[Written problem]:
Locate the line that contains "the yellow wooden". Print it and every subsequent line through the final line of the records, exactly and only those.

[Point labeling examples]
[START]
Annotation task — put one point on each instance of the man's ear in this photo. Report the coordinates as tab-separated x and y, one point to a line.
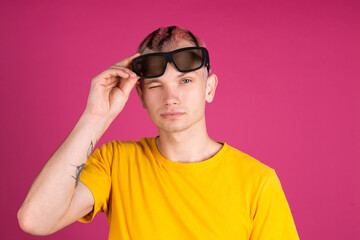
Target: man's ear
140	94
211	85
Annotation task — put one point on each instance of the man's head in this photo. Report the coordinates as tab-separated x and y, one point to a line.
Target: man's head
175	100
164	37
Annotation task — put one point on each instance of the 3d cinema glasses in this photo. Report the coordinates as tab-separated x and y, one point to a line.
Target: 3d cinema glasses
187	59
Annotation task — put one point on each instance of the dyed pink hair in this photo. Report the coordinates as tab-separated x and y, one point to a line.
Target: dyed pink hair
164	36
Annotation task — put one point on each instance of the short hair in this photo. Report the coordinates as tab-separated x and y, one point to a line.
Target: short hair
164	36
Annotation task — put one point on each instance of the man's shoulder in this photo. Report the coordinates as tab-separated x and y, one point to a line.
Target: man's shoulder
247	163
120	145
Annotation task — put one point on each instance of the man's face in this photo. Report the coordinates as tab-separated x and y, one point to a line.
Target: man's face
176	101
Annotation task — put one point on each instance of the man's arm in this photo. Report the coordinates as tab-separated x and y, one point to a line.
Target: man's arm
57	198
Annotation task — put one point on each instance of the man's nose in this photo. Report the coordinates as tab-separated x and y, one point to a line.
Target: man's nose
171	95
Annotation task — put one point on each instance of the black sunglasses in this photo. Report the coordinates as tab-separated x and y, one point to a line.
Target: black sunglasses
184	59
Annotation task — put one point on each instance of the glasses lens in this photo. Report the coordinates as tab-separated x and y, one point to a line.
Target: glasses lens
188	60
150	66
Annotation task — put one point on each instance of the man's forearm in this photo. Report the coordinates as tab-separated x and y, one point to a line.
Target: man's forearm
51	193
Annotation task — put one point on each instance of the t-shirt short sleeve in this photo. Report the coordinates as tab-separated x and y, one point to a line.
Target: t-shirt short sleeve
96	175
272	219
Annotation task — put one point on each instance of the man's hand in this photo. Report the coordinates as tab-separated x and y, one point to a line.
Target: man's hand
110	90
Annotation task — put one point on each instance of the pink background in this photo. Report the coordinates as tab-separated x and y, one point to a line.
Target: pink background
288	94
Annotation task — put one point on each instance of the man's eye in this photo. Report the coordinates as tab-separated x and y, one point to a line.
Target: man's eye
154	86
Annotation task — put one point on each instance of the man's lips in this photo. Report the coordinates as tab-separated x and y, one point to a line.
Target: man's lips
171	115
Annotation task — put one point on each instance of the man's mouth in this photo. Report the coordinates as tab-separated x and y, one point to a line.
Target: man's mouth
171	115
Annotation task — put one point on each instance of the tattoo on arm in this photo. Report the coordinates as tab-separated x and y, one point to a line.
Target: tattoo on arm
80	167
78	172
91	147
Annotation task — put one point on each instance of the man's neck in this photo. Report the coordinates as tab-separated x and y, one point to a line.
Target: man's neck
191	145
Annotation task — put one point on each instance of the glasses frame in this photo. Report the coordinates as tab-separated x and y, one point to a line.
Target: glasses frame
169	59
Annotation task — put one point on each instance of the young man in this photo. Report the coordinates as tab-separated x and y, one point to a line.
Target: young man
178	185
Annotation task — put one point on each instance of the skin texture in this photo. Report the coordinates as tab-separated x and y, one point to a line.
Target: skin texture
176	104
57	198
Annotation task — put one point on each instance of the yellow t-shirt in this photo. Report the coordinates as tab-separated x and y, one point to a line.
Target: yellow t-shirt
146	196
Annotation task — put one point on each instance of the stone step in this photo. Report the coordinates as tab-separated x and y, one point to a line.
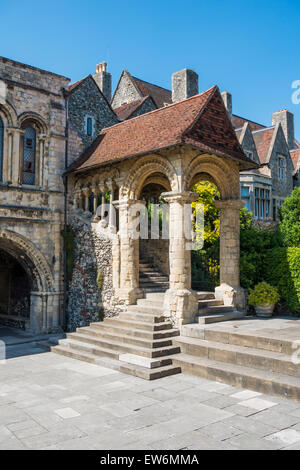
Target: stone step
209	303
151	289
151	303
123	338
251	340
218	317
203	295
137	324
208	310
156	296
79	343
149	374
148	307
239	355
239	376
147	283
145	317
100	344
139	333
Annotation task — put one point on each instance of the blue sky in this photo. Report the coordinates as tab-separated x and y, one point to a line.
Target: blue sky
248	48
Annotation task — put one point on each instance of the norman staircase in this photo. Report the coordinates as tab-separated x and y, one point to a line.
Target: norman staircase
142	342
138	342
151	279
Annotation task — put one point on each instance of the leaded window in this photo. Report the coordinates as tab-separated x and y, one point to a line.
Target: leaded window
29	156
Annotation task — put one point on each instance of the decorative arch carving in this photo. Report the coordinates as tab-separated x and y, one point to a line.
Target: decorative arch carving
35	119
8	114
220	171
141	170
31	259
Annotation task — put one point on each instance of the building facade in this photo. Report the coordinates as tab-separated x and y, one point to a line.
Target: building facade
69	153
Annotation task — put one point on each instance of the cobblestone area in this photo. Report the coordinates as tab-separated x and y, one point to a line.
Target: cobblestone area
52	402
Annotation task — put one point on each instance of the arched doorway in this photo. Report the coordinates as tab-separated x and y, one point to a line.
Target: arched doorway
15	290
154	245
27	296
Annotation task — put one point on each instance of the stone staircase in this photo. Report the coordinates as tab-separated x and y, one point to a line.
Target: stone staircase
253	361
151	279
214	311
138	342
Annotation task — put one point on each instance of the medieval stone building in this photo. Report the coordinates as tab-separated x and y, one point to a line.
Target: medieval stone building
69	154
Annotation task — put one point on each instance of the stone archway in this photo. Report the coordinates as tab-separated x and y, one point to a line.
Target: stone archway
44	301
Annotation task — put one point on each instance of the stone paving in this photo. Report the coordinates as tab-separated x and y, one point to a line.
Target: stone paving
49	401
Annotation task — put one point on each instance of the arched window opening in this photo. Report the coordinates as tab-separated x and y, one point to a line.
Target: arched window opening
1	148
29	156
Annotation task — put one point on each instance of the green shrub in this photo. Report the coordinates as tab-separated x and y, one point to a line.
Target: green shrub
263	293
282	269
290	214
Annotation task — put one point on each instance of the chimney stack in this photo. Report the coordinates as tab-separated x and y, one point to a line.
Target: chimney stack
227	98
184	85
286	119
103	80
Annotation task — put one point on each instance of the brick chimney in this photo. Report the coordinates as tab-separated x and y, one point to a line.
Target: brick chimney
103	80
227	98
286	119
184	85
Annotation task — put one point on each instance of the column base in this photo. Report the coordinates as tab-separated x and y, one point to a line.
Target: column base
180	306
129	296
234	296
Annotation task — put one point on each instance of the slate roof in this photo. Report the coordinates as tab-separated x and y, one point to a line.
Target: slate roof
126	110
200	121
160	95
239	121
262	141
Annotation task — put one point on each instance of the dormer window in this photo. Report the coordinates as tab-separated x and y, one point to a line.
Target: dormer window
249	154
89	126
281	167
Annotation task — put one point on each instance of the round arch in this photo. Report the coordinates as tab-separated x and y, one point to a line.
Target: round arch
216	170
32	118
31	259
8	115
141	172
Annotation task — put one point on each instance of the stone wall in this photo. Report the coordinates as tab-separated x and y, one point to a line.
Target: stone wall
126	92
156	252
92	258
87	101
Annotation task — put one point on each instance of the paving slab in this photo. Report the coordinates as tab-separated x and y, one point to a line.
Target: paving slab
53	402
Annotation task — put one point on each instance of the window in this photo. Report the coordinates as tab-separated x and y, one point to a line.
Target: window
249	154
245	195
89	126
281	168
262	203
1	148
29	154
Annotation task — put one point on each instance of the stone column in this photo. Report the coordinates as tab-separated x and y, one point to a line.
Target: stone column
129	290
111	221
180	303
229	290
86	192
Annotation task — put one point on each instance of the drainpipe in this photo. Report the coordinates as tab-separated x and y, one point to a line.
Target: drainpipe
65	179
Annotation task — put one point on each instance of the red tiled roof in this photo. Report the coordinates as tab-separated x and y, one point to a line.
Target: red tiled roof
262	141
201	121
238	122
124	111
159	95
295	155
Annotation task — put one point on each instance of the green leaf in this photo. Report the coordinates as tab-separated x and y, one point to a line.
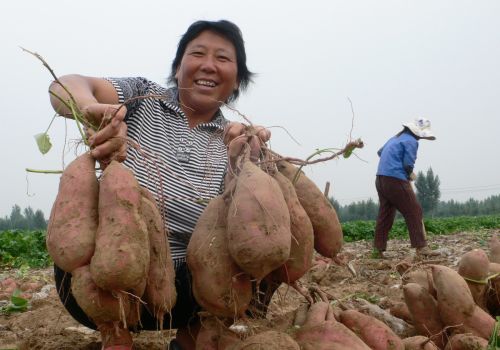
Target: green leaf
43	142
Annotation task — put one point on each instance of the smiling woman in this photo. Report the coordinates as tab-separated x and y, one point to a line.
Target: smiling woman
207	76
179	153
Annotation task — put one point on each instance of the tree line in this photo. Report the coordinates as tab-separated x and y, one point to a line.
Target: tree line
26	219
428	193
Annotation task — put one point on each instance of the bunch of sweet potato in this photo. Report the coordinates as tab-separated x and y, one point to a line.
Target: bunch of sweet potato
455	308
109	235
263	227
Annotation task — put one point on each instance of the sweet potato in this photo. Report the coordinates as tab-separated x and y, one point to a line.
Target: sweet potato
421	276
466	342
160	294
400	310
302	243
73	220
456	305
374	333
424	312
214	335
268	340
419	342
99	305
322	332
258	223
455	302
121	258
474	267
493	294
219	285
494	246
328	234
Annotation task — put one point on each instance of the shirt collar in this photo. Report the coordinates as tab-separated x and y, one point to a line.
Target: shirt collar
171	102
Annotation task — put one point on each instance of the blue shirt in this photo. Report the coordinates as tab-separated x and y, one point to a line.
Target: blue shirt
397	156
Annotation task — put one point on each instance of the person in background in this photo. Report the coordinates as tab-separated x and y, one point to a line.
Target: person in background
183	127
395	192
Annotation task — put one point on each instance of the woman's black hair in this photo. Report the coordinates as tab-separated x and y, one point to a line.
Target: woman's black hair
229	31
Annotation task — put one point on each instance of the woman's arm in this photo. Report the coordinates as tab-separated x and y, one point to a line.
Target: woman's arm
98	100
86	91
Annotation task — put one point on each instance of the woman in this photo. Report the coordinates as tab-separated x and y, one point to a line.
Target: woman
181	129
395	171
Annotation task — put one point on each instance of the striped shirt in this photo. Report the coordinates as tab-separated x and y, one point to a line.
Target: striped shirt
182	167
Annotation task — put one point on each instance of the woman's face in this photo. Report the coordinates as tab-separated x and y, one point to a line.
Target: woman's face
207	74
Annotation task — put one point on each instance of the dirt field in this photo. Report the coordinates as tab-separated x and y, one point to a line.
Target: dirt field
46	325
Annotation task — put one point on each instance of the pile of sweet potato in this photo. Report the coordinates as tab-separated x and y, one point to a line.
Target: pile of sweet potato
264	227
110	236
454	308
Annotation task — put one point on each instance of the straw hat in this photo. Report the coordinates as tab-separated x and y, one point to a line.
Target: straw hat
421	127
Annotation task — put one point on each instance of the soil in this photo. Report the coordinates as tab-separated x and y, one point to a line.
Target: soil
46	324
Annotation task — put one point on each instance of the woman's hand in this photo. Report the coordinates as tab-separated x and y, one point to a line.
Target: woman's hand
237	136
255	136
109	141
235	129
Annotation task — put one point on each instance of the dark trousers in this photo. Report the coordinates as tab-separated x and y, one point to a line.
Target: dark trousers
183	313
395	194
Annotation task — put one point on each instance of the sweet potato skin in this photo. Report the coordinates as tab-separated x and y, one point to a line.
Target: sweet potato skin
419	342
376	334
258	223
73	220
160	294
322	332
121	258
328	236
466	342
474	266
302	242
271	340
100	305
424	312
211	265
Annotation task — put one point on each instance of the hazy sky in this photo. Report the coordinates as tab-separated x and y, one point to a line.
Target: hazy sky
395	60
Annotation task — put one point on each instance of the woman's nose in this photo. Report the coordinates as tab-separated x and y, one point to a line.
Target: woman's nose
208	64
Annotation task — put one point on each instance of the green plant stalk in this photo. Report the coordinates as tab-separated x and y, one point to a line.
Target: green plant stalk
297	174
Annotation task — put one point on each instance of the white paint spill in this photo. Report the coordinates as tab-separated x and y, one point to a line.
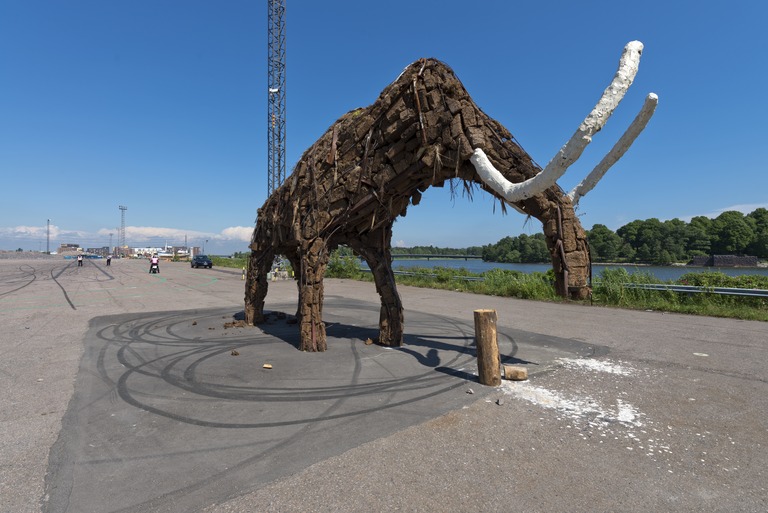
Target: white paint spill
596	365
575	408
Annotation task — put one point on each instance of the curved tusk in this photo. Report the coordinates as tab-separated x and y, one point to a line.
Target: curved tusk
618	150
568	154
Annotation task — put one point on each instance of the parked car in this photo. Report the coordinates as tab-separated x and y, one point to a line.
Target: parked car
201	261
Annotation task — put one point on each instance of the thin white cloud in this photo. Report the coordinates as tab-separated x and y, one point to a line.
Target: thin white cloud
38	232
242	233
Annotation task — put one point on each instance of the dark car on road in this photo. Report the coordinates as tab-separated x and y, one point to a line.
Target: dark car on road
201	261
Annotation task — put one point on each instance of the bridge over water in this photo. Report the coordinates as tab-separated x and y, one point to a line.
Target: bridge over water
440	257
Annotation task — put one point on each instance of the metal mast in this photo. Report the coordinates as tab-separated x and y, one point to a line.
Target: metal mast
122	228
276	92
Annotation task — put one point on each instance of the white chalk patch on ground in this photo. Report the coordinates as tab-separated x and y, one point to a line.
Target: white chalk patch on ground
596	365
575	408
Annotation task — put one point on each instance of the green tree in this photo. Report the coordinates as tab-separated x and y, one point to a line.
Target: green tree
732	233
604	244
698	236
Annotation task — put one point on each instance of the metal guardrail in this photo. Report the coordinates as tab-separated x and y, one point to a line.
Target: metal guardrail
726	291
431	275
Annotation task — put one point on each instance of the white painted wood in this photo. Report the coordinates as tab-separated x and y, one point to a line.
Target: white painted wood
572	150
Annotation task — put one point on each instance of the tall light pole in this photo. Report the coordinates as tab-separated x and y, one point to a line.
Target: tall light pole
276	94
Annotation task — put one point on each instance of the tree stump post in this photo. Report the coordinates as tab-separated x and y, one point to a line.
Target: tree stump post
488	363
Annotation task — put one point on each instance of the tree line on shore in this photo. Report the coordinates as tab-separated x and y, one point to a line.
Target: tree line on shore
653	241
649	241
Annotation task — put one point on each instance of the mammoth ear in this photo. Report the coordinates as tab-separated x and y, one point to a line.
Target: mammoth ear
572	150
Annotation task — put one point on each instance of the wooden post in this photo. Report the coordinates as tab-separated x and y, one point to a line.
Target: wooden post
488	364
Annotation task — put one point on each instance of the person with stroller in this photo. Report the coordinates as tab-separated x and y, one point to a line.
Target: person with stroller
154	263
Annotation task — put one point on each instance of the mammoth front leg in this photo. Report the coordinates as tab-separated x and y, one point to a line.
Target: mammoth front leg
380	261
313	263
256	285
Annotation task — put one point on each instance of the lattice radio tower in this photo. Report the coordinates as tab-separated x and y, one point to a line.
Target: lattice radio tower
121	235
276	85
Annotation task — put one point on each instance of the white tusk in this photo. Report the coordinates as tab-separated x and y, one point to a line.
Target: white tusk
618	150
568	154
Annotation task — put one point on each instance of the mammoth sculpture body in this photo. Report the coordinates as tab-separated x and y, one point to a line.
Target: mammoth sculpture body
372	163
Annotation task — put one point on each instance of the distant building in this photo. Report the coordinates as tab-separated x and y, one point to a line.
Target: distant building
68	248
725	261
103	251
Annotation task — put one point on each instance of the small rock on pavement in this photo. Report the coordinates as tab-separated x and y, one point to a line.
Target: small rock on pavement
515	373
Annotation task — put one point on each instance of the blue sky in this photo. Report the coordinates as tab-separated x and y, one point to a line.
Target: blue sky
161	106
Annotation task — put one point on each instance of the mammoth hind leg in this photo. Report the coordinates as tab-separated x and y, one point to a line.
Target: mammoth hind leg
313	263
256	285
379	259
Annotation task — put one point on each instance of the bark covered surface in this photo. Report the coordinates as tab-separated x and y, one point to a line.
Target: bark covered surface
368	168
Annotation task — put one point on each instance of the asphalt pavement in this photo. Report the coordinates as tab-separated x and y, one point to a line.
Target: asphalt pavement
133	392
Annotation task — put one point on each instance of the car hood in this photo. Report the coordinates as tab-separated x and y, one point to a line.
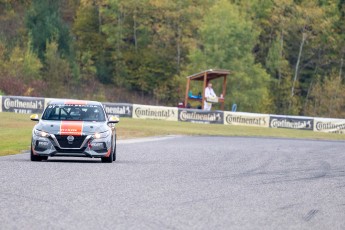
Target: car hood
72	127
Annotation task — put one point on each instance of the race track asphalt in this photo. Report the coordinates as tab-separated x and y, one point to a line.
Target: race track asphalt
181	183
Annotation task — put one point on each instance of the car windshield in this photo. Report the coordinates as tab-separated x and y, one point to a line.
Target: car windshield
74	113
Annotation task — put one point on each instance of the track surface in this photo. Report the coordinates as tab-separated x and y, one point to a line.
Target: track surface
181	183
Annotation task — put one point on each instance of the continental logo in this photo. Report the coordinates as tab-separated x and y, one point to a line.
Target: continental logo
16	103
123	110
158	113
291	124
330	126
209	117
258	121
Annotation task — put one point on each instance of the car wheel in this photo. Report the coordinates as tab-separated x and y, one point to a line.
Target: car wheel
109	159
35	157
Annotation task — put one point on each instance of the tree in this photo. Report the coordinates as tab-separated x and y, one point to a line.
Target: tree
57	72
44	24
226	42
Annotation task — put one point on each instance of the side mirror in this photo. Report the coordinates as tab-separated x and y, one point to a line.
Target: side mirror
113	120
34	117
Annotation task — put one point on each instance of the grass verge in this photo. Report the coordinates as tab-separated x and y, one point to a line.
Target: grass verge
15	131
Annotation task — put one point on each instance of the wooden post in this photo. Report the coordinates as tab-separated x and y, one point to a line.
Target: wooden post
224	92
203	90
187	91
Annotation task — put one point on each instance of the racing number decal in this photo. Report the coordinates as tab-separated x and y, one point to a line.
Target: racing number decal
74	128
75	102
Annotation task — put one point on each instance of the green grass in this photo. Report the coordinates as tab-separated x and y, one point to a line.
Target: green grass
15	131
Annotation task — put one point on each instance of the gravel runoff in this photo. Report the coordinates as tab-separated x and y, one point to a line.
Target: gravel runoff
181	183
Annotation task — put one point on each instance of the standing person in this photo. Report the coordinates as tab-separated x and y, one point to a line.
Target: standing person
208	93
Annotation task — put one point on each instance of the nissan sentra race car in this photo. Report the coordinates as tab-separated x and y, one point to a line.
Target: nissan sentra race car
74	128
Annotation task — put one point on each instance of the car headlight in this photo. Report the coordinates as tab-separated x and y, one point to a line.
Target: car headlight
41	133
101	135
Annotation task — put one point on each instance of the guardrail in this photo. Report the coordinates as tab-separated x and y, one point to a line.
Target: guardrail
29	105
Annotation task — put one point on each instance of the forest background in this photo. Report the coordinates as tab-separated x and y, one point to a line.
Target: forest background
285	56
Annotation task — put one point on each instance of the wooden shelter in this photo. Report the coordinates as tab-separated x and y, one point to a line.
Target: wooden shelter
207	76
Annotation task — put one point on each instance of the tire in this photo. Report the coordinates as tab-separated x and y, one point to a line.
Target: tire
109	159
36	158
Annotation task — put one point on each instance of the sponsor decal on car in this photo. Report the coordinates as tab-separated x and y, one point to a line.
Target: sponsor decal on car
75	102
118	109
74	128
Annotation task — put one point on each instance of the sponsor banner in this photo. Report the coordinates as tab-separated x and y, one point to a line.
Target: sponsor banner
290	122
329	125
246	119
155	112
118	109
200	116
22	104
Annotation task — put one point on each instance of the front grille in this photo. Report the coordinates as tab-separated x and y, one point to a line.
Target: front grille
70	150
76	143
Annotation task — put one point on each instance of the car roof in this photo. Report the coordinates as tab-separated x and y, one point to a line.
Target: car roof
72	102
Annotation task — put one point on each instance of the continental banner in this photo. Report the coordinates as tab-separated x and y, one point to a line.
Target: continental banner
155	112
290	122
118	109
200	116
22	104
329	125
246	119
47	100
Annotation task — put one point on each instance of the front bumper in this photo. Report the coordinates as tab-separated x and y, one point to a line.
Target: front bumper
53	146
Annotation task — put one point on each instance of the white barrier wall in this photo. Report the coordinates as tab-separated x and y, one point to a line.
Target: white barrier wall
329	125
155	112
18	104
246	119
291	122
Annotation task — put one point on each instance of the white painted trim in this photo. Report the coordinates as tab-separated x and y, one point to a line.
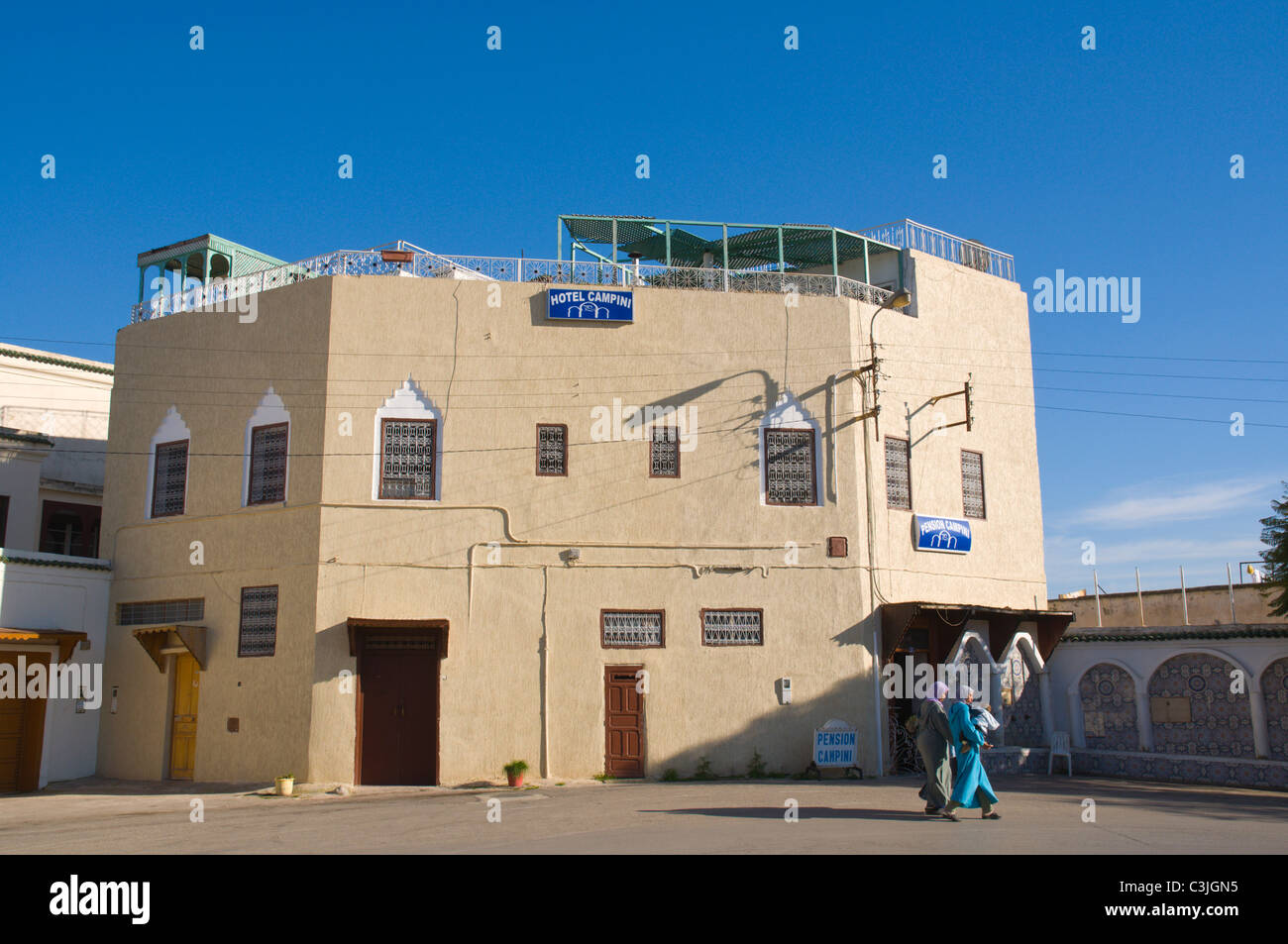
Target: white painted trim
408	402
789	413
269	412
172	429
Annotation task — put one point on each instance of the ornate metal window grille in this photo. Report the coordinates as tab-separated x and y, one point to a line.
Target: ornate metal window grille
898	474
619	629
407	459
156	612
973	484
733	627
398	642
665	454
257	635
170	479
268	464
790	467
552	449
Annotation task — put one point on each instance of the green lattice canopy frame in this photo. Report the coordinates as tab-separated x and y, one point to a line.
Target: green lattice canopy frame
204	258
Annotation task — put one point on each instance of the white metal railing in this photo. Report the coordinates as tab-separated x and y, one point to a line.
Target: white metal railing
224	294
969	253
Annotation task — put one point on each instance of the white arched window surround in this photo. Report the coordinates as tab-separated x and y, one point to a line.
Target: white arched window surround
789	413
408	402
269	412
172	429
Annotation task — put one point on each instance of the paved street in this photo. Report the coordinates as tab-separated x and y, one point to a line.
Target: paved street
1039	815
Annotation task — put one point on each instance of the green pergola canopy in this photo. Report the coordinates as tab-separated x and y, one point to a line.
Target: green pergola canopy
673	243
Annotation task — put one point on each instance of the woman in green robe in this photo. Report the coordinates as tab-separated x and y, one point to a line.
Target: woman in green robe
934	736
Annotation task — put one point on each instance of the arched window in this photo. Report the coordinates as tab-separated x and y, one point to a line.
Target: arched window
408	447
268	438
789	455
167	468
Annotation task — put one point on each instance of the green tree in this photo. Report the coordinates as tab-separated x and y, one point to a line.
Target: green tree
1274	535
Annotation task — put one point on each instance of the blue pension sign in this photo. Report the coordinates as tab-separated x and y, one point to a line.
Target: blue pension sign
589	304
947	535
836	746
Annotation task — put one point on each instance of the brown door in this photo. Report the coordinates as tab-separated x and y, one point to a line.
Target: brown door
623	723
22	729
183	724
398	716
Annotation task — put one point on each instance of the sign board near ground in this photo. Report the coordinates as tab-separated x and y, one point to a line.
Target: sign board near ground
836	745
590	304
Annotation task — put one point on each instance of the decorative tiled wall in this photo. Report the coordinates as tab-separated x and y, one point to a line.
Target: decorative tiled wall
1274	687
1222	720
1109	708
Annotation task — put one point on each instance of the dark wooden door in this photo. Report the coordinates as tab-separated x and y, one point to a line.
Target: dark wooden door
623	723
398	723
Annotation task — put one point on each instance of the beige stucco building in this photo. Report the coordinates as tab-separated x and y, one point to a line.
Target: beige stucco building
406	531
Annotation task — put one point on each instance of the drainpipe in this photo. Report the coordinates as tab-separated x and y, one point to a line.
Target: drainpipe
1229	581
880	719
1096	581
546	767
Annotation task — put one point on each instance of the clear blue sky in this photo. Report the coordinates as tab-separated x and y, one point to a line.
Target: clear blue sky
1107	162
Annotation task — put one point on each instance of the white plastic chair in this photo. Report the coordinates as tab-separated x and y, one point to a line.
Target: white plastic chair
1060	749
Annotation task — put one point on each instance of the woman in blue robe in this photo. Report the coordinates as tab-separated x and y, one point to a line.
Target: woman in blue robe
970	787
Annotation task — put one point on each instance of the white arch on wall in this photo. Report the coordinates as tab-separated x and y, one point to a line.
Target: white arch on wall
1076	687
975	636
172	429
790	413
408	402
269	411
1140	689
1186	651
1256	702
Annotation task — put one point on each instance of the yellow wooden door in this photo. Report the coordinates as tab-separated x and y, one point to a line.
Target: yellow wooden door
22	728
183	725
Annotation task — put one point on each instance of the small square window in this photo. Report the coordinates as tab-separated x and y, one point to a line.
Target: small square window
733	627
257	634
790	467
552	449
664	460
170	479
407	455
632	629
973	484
[END]
[Exercise result]:
Annotation task — put one point on each instance of the yellow wooden door in this photo. Report the coordinates as tab-separated x and y, one point to a line.
Target: yellow wooden door
22	728
183	725
Annotation task — put one point on each instance of the small square window in this photo. Report the coordinates as tab-separated x and y, one point to a line.
Target: small square window
733	627
257	634
790	467
552	449
664	460
170	479
407	455
632	629
973	484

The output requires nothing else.